Given request
Can you copy the rows below word for word, beginning with the first line and ending after the line that contains "xmin=420 ymin=169 xmax=500 ymax=212"?

Detection annotation records
═══

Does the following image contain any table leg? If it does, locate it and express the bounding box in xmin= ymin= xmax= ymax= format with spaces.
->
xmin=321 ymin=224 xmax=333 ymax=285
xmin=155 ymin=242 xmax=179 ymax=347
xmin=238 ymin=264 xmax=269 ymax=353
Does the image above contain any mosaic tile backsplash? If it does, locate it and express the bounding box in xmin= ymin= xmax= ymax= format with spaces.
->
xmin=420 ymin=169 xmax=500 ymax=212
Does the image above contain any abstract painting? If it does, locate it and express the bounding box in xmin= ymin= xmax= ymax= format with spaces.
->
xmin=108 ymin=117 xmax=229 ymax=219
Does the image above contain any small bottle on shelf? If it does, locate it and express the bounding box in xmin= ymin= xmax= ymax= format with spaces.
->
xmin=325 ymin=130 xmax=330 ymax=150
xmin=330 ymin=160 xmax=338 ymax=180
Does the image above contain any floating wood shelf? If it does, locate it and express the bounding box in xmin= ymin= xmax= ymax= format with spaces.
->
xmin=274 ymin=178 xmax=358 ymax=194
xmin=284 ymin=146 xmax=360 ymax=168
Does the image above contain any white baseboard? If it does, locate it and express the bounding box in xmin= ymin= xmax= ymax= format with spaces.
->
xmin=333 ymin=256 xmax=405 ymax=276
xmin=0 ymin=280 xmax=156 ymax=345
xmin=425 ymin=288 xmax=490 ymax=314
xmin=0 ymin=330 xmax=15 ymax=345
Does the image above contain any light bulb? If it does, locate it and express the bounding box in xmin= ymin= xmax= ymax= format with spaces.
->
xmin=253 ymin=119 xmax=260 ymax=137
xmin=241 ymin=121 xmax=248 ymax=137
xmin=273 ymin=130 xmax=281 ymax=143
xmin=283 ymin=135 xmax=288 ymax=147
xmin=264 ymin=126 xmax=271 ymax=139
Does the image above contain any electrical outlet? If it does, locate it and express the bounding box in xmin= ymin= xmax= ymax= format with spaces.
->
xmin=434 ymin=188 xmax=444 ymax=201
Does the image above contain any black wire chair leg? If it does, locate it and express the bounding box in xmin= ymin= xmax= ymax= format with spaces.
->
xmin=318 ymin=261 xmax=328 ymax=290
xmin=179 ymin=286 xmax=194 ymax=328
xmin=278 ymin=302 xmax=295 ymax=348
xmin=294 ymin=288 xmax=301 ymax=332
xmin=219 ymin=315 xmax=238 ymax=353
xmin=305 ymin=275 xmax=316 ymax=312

═══

Solution to the exercise
Does the following image contain any table leg? If it does, locate it and express the bounding box in xmin= ymin= xmax= ymax= format with spaces.
->
xmin=321 ymin=224 xmax=333 ymax=285
xmin=155 ymin=242 xmax=179 ymax=347
xmin=238 ymin=264 xmax=269 ymax=353
Does the image above contain any mosaic tile backsplash? If it does, locate it and express the bounding box in xmin= ymin= xmax= ymax= format with spaces.
->
xmin=420 ymin=169 xmax=500 ymax=212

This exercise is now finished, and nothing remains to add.